---------- Source passage ----------
The bill is consistent with the need to balance environmental benefits and to sustain economic growth for this country. And, Hula, I would put that in more personal terms: That means jobs for the men and women that you have under you. We cannot let this country screech to a halt, but I am determined to clean up the air. And we're going to work hard for the passage of this bill. I am confident now that it will remain intact, and I am confident that it will prevail in the Senate. And the same time, we're pursuing an equally balanced measure in the House of Representatives.

So, to get this balance, we're going to rely on market forces -- incentives for technological innovation, provide the private sector with the flexibility to make emissions reductions in the most cost-effective manner possible. Ed was telling me there's megabucks involved in all of this. And we want to be as helpful as possible in making these changes as cost-effective as possible while still meeting our environmental goals.

Now, Pepco, your company, sir, like most, is committed to take these additional steps to meet these even tougher standards under the Clean Air Act, and for that we're very grateful. Under the act, we try to provide these utility companies with flexibility to meet the new and tougher standards. We give them options: burning coal with a lower sulfur content or switching to other fuels, installing new emission control technologies or utilizing some of the emerging clean-coal technologies. Providing this flexibility, we can ensure that the environmental benefits are gained at the least cost to the guy that pays the bill -- the consumer. And I'm confident that a good-faith attitude toward these environmental goals prevail on the part of most of the companies, and we've seen evidence that today in projects it is going forward. We see this evidence now.
---------- Provided data ----------
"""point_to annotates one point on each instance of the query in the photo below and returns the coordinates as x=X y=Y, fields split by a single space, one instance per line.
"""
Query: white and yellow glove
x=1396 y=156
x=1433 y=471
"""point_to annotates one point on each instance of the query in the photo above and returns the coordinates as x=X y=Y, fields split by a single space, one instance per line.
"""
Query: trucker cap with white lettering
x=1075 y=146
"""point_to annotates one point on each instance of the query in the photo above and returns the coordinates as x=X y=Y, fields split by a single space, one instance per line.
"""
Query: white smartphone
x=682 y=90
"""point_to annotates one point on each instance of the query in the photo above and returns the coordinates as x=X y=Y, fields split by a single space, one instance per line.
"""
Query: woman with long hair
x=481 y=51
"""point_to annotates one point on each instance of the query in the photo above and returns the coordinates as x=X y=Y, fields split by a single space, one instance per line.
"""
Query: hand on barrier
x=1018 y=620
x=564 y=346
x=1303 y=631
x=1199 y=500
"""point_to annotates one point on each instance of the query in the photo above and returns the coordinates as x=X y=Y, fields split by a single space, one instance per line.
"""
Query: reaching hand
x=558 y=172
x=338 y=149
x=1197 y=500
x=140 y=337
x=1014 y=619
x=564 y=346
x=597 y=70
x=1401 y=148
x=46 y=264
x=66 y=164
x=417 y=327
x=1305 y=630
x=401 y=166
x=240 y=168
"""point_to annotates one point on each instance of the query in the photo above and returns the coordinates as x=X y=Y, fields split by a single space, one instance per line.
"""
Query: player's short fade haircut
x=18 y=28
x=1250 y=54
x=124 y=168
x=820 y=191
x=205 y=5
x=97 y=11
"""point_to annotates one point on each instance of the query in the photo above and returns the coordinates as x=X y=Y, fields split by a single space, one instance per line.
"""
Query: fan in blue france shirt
----------
- _What the task asks_
Transcribe the passage from the remarks on the Clean Air Act bill, starting at "Now, Pepco, your" and ending at "this evidence now.".

- _Exercise output_
Now, Pepco, your company, sir, like most, is committed to take these additional steps to meet these even tougher standards under the Clean Air Act, and for that we're very grateful. Under the act, we try to provide these utility companies with flexibility to meet the new and tougher standards. We give them options: burning coal with a lower sulfur content or switching to other fuels, installing new emission control technologies or utilizing some of the emerging clean-coal technologies. Providing this flexibility, we can ensure that the environmental benefits are gained at the least cost to the guy that pays the bill -- the consumer. And I'm confident that a good-faith attitude toward these environmental goals prevail on the part of most of the companies, and we've seen evidence that today in projects it is going forward. We see this evidence now.